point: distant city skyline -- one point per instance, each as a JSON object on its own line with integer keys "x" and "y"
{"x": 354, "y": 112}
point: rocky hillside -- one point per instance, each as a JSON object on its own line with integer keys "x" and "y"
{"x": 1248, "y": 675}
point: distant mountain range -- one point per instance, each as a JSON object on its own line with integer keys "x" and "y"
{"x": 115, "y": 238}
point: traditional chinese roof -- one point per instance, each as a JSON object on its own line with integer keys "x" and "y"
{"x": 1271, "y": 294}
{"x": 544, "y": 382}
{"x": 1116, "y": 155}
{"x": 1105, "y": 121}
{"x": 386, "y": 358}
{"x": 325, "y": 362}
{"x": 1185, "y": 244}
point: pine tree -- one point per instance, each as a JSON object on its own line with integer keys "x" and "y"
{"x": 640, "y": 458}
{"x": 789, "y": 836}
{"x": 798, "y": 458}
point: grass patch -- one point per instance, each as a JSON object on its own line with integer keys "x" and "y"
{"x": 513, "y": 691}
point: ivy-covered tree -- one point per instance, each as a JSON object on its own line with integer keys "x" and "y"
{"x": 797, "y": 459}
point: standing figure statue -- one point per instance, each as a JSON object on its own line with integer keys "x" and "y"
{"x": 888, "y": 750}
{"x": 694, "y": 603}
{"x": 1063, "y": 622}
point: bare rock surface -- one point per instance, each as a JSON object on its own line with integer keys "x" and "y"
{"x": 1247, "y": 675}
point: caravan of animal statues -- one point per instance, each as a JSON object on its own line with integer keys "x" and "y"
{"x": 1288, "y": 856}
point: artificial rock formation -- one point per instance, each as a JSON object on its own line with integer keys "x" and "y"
·····
*What the task requires*: Extract all of the data above without altering anything.

*Full answer*:
point: distant city skyline -- one point per instance, each as a JSON object on its own line with integer keys "x" and "y"
{"x": 354, "y": 112}
point: rocky hillside -- one point per instance, each as a JSON object on its own line with integer keys "x" and "y"
{"x": 1248, "y": 675}
point: distant mountain range -- one point per instance, each as a JSON object on its own line with integer keys "x" and "y"
{"x": 115, "y": 238}
point: traditional chinese roof -- one point per instance, each as a JSON object on its own line with integer keys "x" and "y"
{"x": 1271, "y": 294}
{"x": 544, "y": 382}
{"x": 1116, "y": 155}
{"x": 1105, "y": 121}
{"x": 386, "y": 358}
{"x": 325, "y": 362}
{"x": 1185, "y": 244}
point: pine tree -- one point per instance, each as a JSON object on its own line with integer keys "x" and "y"
{"x": 640, "y": 458}
{"x": 789, "y": 836}
{"x": 798, "y": 458}
point: grass patch -- one point per instance, each as a JSON object on its own line with integer keys "x" and "y"
{"x": 513, "y": 691}
point: ivy-covered tree -- one point per instance, each as a JSON object on its own line with integer keys "x" and "y"
{"x": 797, "y": 459}
point: standing figure statue -- one point per instance, each as a JSON object on its own line with integer keys "x" and "y"
{"x": 888, "y": 750}
{"x": 694, "y": 603}
{"x": 1063, "y": 622}
point: bare rock surface -- one point per instance, each as a JSON object on its own line with integer keys "x" and "y"
{"x": 1247, "y": 675}
point: caravan of animal statues -- one point per instance, each as a JSON object on its own line with integer keys "x" and "y"
{"x": 1288, "y": 856}
point: artificial rock formation -- one point per instance, each as a JSON object on its own line with integer keys "x" and "y"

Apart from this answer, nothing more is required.